Raw records:
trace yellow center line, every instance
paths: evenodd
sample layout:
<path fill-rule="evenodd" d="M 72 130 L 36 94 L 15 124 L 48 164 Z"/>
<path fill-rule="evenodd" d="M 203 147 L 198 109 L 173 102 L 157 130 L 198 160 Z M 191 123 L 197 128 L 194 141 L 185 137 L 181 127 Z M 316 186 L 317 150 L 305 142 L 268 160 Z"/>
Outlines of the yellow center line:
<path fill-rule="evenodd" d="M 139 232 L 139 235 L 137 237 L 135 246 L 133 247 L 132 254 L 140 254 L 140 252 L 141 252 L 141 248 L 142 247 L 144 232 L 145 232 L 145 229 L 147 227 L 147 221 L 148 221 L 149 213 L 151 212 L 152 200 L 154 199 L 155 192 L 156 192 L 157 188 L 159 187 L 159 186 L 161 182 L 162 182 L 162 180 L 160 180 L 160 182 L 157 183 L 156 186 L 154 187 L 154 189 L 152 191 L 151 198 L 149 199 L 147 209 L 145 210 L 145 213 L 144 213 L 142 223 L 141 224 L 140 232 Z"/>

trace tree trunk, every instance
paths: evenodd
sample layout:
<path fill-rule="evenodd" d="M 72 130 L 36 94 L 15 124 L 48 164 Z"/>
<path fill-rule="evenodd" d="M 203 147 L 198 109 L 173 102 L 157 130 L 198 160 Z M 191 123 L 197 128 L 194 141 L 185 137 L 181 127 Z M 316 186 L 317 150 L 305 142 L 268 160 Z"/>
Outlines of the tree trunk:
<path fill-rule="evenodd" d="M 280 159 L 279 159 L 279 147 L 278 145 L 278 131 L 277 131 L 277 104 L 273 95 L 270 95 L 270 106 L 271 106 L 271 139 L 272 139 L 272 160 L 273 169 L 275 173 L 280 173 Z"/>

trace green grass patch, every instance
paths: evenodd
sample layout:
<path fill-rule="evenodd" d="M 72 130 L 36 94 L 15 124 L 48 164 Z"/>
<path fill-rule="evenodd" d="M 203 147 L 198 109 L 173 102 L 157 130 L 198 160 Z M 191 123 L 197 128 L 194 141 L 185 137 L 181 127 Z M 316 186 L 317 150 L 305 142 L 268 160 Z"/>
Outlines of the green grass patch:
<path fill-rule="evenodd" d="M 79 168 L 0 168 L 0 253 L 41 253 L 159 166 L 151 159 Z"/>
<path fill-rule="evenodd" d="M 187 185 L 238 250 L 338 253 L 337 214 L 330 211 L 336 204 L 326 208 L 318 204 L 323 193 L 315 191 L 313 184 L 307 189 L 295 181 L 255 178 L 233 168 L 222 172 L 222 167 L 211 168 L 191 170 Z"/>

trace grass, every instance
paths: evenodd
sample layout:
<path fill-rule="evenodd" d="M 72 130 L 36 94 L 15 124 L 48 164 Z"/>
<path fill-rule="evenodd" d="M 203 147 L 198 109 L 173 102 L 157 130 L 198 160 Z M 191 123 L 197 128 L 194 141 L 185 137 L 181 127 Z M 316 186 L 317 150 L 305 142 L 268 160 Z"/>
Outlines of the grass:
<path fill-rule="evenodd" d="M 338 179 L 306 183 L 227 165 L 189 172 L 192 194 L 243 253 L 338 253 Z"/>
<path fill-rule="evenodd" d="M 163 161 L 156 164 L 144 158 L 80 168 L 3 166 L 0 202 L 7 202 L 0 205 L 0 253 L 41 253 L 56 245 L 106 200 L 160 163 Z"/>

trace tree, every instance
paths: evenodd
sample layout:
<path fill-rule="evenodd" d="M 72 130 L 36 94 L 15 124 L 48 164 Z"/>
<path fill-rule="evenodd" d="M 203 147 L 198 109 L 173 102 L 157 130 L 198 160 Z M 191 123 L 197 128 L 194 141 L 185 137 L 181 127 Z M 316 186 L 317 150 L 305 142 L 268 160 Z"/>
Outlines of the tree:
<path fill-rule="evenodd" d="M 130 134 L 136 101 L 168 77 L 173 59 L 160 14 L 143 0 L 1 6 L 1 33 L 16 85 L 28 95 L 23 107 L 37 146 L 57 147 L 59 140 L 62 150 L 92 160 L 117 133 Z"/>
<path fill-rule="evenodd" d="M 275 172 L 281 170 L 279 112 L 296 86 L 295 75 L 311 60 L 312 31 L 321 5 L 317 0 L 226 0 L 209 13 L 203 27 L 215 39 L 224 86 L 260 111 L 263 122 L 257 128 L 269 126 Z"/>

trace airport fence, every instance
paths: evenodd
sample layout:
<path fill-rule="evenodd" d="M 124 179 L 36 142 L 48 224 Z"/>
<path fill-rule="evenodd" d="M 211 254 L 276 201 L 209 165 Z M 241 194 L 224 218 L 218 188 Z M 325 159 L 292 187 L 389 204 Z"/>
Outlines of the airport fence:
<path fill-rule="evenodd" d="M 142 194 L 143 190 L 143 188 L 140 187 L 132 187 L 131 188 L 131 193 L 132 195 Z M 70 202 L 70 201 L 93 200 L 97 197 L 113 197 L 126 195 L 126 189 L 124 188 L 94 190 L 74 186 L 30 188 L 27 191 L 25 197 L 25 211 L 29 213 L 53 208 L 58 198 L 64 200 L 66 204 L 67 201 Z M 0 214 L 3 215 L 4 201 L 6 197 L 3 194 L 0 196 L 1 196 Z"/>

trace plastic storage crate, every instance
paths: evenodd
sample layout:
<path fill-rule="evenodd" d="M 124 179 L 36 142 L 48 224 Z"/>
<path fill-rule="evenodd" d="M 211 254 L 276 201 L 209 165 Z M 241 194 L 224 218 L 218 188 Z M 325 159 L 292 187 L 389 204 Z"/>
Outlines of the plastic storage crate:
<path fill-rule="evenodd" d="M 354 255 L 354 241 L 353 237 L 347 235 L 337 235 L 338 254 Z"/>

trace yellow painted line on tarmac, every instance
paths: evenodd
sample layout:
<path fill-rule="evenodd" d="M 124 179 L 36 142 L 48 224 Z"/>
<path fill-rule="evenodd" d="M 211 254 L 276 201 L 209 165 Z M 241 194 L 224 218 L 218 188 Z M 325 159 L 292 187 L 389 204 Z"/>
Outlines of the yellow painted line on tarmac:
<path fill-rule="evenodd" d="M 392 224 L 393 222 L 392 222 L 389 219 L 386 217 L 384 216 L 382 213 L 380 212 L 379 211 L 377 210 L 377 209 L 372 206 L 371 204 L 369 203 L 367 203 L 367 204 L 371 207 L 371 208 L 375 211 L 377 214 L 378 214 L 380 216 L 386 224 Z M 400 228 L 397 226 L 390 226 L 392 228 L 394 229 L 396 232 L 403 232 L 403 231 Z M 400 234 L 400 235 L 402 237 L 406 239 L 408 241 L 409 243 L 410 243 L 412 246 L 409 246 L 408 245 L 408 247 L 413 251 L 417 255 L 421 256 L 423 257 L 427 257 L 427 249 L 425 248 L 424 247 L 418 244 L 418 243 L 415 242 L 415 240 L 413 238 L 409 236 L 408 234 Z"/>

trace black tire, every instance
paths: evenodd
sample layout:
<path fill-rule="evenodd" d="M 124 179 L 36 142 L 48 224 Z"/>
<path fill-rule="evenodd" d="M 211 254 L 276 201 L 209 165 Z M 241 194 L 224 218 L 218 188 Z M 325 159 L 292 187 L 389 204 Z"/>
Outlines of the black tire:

Problem to work on:
Rewrite the records from their start through the line that contains "280 159 L 279", changing "every instance" to "all occurrences" and leaving everything else the same.

Task response:
trace yellow center line, all occurrences
paths: evenodd
sample layout:
<path fill-rule="evenodd" d="M 72 130 L 36 94 L 15 124 L 48 164 Z"/>
<path fill-rule="evenodd" d="M 203 147 L 198 109 L 173 102 L 157 130 L 198 160 Z M 191 123 L 197 128 L 194 141 L 185 137 L 181 127 Z M 316 186 L 317 150 L 305 142 L 268 160 Z"/>
Outlines of the yellow center line:
<path fill-rule="evenodd" d="M 139 232 L 139 235 L 137 237 L 135 246 L 133 247 L 132 254 L 140 254 L 140 252 L 141 252 L 141 248 L 142 247 L 144 232 L 145 232 L 145 229 L 147 227 L 147 221 L 148 221 L 149 213 L 151 212 L 152 200 L 154 199 L 155 192 L 156 192 L 157 188 L 159 187 L 159 186 L 161 182 L 162 182 L 162 180 L 160 180 L 160 182 L 157 183 L 156 186 L 154 187 L 154 189 L 152 191 L 151 198 L 149 199 L 147 209 L 145 210 L 145 213 L 144 213 L 142 223 L 141 224 L 140 232 Z"/>

trace tree trunk, all occurrences
paths: evenodd
sample layout:
<path fill-rule="evenodd" d="M 72 130 L 36 94 L 15 124 L 48 164 Z"/>
<path fill-rule="evenodd" d="M 203 147 L 198 109 L 173 102 L 157 130 L 198 160 Z M 191 123 L 197 128 L 194 141 L 185 137 L 181 127 Z M 316 186 L 317 150 L 305 142 L 268 160 Z"/>
Outlines of the tree trunk:
<path fill-rule="evenodd" d="M 280 159 L 279 159 L 279 147 L 278 145 L 278 131 L 277 131 L 277 104 L 273 95 L 270 95 L 270 106 L 271 106 L 271 139 L 272 139 L 272 160 L 273 169 L 275 173 L 280 173 Z"/>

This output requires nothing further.